Point localization data:

Segment Open

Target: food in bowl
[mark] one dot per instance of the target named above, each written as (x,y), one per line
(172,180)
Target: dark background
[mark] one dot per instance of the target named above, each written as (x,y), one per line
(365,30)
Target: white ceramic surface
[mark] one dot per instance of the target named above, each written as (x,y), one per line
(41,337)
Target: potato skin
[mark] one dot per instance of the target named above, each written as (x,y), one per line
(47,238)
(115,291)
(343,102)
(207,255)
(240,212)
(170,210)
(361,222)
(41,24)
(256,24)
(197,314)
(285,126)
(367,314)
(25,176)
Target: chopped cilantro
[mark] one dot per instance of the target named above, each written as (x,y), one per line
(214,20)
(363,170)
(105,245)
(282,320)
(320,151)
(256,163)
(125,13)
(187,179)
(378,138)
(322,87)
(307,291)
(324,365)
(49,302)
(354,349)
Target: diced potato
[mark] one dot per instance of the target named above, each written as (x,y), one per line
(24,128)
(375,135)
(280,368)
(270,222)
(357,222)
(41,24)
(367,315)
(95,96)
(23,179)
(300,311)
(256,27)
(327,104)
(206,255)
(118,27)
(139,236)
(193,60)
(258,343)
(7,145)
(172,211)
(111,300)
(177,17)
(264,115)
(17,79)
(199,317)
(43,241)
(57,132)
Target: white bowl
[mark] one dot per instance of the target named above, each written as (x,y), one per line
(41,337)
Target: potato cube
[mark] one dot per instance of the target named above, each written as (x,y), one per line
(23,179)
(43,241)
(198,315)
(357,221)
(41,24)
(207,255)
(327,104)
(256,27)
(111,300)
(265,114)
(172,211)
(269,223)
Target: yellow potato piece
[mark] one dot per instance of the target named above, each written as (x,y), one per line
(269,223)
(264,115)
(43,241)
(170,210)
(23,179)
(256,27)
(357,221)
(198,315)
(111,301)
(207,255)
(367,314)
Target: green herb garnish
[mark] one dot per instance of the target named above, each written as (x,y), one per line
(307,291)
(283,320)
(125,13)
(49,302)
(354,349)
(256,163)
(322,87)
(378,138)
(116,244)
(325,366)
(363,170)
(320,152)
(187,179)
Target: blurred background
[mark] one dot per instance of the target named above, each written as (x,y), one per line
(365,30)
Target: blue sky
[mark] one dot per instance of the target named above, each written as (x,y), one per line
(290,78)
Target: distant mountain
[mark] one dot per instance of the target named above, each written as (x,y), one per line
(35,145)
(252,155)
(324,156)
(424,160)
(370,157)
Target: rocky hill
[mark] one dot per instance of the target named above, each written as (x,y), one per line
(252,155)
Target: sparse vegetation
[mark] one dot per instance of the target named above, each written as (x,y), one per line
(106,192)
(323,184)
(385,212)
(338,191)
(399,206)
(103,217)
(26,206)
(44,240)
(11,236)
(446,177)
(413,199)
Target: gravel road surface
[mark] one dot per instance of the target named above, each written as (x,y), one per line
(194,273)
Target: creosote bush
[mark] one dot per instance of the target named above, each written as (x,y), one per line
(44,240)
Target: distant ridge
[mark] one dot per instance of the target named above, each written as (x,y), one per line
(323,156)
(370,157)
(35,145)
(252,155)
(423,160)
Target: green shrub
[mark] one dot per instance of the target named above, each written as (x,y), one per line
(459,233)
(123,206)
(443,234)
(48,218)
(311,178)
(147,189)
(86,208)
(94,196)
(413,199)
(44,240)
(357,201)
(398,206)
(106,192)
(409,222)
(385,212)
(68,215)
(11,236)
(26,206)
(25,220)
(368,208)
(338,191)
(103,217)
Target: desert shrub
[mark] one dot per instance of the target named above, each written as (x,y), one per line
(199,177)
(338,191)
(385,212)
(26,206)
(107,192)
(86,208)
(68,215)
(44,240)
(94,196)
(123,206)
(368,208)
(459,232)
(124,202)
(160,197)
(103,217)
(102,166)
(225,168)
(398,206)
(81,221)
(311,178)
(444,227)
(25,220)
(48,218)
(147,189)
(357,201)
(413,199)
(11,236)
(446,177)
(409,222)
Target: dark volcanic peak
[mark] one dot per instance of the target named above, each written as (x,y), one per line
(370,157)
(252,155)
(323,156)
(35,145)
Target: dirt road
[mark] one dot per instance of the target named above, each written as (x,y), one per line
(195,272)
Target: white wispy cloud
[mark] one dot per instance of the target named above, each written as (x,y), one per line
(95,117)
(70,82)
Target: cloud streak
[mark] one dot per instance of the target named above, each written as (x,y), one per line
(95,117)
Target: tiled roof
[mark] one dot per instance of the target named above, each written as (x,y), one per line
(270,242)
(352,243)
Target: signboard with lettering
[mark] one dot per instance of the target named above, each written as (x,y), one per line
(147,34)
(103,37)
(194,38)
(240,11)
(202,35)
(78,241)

Segment Closed

Task objective = Using the records given above, list every line that includes the word "green".

Written reply =
Target: green herb garnish
Target: green shrub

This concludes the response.